- _Excerpted text_:
────────────────────────────────────────
The `term` represents the keyterm or keyphrase extracted from the document. `KeyTerms` uses algorithms like TextRank, which are graph-based methods that identify important words or phrases by analyzing their relationships within the text. This is why you often see multi-word phrases like "poor old man" or "good brave man" as keyterms.

The `score` is a numerical value indicating the estimated importance or salience of the term within the single document being analyzed. A higher score means the algorithm considers that term more central or relevant to the document's content. For example, 'poor old man' is more relevant to the document's content than 'good brave man'. The exact range and meaning of the score depend on the specific Textacy algorithm used (`textrank` or `sgrank`), but generally, they are normalized values, not counts or frequencies. They reflect the term's position and connections in the text's semantic network. 

### The `ZTest` Class

`ZTest` identifies statistically over-represented words in target documents compared to comparison documents. It calculates the proportion of each term in target vs. comparison documents, computes a z-score for the difference in proportions, and returns terms with the highest z-scores. These terms are deemed to be the most distinctive of the target documents.

In the process, it also sets a `._.topwords` attribute on all spaCy `Doc` objects so that the topwords for that document can be retrieved easily using `doc._.topwords`.

In [None]:
from lexos.topwords.ztest import ZTest

target_docs = [docs[0]] # Dracula
comparison_docs = [docs[1], docs[2]]  # Alice and Romeo

ztest = ZTest(target_docs=target_docs, comparison_docs=comparison_docs, topn=5)
────────────────────────────────────────
- _Data_:
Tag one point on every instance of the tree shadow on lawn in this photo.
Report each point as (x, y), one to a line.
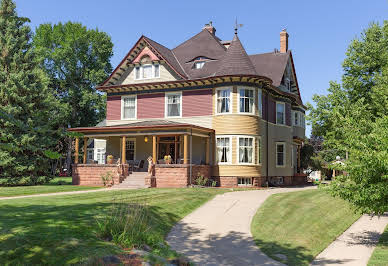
(59, 235)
────────────────────────────────────────
- _Problem details_: Turn the paragraph of the excerpted text that begins "`ZTest` identifies statistically over-represented words" into a short bulleted list that keeps its main facts.

- _Solution to this task_:
- `ZTest` finds words that are statistically over-represented in target documents compared with comparison documents.
- It calculates each term's proportion in the target and comparison documents.
- It computes a z-score for the difference between those proportions.
- It returns the terms with the highest z-scores, which are treated as the most distinctive of the target documents.